> _Task instructions_: Copy the entries that follow, exactly and completely.

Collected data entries
···

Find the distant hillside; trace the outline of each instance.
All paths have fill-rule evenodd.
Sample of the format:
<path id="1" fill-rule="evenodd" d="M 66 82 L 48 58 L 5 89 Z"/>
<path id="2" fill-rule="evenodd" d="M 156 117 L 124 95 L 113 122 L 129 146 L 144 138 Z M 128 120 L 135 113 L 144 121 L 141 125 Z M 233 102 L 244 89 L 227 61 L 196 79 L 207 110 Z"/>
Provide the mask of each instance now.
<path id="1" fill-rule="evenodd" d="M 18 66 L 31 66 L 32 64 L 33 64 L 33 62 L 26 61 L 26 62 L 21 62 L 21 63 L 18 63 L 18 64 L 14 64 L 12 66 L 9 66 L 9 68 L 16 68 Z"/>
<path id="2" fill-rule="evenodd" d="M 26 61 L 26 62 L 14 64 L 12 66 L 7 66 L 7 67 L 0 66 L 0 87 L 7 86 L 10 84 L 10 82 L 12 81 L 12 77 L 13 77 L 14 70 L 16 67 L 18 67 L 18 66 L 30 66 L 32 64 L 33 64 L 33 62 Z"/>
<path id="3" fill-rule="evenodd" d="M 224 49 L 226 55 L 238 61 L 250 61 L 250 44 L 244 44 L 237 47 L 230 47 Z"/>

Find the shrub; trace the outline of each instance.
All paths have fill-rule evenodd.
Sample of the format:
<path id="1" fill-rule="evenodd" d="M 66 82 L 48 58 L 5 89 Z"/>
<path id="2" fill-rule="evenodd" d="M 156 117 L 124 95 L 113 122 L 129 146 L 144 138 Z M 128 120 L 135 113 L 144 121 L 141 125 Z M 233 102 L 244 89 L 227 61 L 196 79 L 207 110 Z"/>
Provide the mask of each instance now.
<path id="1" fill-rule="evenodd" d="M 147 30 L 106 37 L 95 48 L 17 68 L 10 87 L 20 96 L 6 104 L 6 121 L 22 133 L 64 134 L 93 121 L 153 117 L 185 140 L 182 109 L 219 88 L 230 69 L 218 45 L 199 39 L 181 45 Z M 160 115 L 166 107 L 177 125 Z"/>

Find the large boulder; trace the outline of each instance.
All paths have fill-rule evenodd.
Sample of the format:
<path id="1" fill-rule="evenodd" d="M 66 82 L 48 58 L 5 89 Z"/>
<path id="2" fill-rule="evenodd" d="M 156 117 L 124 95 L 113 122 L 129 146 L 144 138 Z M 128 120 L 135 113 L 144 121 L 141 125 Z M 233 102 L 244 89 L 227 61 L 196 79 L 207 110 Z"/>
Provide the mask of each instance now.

···

> _Result for this exercise_:
Find the distant hillside; trace the outline of each instance.
All paths have fill-rule evenodd.
Sample of the format:
<path id="1" fill-rule="evenodd" d="M 66 82 L 48 58 L 5 89 Z"/>
<path id="2" fill-rule="evenodd" d="M 156 117 L 124 95 L 113 122 L 129 146 L 144 138 Z M 128 120 L 135 113 L 144 121 L 141 125 Z M 233 102 L 244 89 L 227 61 L 196 79 L 207 110 Z"/>
Provide the mask of each instance now.
<path id="1" fill-rule="evenodd" d="M 18 66 L 31 66 L 32 64 L 33 64 L 33 62 L 26 61 L 26 62 L 21 62 L 21 63 L 18 63 L 18 64 L 14 64 L 12 66 L 9 66 L 9 68 L 16 68 Z"/>
<path id="2" fill-rule="evenodd" d="M 26 61 L 26 62 L 14 64 L 12 66 L 7 66 L 7 67 L 0 66 L 0 87 L 7 86 L 10 84 L 10 82 L 12 81 L 12 77 L 13 77 L 14 70 L 16 67 L 18 67 L 18 66 L 30 66 L 32 64 L 33 64 L 33 62 Z"/>
<path id="3" fill-rule="evenodd" d="M 224 49 L 226 55 L 238 61 L 250 61 L 250 44 L 244 44 L 237 47 L 230 47 Z"/>

Find the shrub; trace the outline of each instance.
All paths have fill-rule evenodd.
Sample of the format:
<path id="1" fill-rule="evenodd" d="M 66 82 L 48 58 L 5 89 Z"/>
<path id="2" fill-rule="evenodd" d="M 156 117 L 124 95 L 113 122 L 129 146 L 144 138 Z M 128 120 L 135 113 L 144 121 L 141 125 Z M 233 102 L 244 89 L 227 61 L 196 79 L 207 110 Z"/>
Provide the mask of each instance now.
<path id="1" fill-rule="evenodd" d="M 147 30 L 106 37 L 95 48 L 17 68 L 10 87 L 20 96 L 6 104 L 6 121 L 22 133 L 64 134 L 93 121 L 153 117 L 185 140 L 182 109 L 219 88 L 230 69 L 218 45 L 199 39 L 181 45 Z M 160 115 L 166 107 L 177 125 Z"/>

Find the large boulder; trace the outline of each instance.
All paths have fill-rule evenodd.
Sample of the format:
<path id="1" fill-rule="evenodd" d="M 66 82 L 48 58 L 5 89 Z"/>
<path id="2" fill-rule="evenodd" d="M 156 117 L 124 95 L 113 122 L 129 146 L 144 138 Z M 128 120 L 135 113 L 144 121 L 141 125 Z M 233 102 L 244 89 L 227 61 L 196 79 L 207 110 Z"/>
Provide the mask of each instance now.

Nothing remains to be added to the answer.